# [Brief]
Using the entries below, copy out all lines where "palm" is found.

=== Section Start ===

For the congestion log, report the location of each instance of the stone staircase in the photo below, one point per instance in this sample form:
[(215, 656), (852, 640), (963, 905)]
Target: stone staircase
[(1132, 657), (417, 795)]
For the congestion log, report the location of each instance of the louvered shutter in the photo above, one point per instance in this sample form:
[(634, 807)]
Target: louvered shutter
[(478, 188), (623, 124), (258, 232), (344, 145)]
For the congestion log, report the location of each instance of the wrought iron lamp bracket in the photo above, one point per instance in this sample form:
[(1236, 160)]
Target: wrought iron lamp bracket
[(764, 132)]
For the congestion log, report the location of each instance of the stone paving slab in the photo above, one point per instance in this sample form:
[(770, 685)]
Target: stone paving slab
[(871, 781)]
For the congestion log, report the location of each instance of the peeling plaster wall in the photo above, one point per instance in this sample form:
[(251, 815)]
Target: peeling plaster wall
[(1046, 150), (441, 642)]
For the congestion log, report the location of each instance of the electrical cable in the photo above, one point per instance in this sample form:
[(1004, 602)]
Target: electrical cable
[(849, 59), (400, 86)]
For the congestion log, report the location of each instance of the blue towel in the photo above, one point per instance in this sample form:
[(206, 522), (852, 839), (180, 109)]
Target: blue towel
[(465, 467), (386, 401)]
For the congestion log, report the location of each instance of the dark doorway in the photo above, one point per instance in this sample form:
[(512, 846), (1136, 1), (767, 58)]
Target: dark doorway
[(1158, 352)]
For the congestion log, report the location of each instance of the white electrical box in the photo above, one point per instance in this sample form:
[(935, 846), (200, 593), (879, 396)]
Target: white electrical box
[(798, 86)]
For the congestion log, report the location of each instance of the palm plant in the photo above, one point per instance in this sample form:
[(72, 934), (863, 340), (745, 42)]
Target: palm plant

=== Section End ===

# [Task output]
For the congestion log, report the location of each instance of the palm plant in the photo above, one point per instance in this sample form:
Target: palm plant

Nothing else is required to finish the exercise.